## What the exercise asks
Retype everything in the listing, leaving each line exactly as it is.

## Supplied records
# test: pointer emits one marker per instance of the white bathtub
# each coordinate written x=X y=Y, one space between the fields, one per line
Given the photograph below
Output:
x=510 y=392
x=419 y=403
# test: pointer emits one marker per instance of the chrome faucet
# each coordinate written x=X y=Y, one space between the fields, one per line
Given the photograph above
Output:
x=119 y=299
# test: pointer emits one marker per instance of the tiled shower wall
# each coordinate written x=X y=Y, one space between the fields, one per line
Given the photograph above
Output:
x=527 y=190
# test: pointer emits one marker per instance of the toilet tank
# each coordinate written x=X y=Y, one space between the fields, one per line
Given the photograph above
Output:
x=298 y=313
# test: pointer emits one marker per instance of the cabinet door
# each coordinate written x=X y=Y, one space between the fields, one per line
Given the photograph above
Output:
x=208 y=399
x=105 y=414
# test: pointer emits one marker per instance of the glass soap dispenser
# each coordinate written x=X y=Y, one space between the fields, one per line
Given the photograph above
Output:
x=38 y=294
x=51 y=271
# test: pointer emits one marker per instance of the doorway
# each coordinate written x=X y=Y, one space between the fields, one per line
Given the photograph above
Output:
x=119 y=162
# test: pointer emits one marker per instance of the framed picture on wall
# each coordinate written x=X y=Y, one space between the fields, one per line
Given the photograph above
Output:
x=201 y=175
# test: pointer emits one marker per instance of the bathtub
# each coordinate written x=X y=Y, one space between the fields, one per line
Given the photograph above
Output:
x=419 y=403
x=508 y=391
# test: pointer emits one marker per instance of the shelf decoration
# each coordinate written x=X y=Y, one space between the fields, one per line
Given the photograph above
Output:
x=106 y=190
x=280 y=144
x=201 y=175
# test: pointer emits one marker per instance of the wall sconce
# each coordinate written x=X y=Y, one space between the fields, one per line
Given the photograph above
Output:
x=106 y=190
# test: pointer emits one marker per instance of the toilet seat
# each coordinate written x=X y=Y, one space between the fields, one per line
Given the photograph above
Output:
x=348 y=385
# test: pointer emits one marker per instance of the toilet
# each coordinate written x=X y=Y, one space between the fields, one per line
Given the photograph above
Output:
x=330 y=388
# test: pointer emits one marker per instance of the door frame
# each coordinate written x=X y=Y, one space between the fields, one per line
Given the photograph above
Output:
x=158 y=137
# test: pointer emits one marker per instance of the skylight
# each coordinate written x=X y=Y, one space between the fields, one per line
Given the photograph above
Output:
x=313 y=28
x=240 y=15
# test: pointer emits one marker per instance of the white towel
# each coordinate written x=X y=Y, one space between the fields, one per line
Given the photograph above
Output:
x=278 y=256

## Solution
# test: pointer emits one marker per instance of the white bathtub
# each coordinate written x=X y=Y, one space between the fields, one per line
Given the photograph below
Output:
x=510 y=392
x=419 y=403
# test: pointer emits one marker per instance of the chrome faucet
# each coordinate written x=X y=Y, one space between the fields, one per line
Given the photograph above
Output:
x=119 y=299
# test: pointer emits one marker per instance of the tiled shower wall
# each coordinate written x=X y=Y, one space between the fields, one per line
Given the photograph above
Output:
x=527 y=190
# test: pointer emits one marker per instance of the toilet tank
# each coordinate written x=X y=Y, one space between the fields, one per line
Given the photograph above
Output:
x=298 y=313
# test: pointer emits one marker per instance of the cabinet door
# each coordinate written x=X y=Y, one space between the fields, one per line
Given the photograph above
Output:
x=208 y=399
x=105 y=414
# test: pointer emits one marker per instance of the glass soap dispenser
# each coordinate written x=X y=Y, one space between the fields, one per line
Given the photograph above
Output:
x=38 y=294
x=51 y=271
# test: pointer emits one marker per instance of the doorway
# each coordinate written x=X y=Y, one space between the fields, one per line
Given the photograph above
Output:
x=119 y=162
# test: pointer emits one marker per instance of the framed picture on wall
# each coordinate written x=X y=Y, one space between the fields, one per line
Given the photograph above
Output:
x=201 y=175
# test: pointer emits one marker per instance of the bathtub
# each coordinate written x=X y=Y, one space between the fields, one per line
Given the photograph above
Output:
x=419 y=403
x=508 y=391
# test: pointer emits one marker per instance of the shelf decoration
# each coordinate written x=X y=Y, one space between the fields, one per line
Given the photograph above
Output:
x=106 y=190
x=280 y=144
x=201 y=175
# test: pointer emits one marker per instance of the wall sconce
# each coordinate written x=X y=Y, one space between the fields, one per line
Given the photograph above
Output:
x=106 y=190
# test: pointer emits one marker per instance of the toilet seat
# each coordinate written x=X y=Y, one space between the fields, one per line
Given the photograph above
Output:
x=348 y=385
# test: pointer emits one marker per instance of the toilet
# each coordinate written x=X y=Y, one space between the fields, one per line
Given the photograph above
Output:
x=330 y=388
# test: pointer emits one marker per instance of the door frame
# each coordinate written x=X y=Y, one space between the fields, one per line
Given the photograph above
Output:
x=158 y=137
# test: pointer emits one marker per instance of the skylight
# each coordinate written x=X y=Y, one space between the fields, one per line
Given the photograph above
Output:
x=313 y=28
x=240 y=15
# test: pointer emits one marker per instance of the white towel
# each coordinate written x=X y=Y, one space between the fields, one per line
Given the photograph above
Output:
x=278 y=256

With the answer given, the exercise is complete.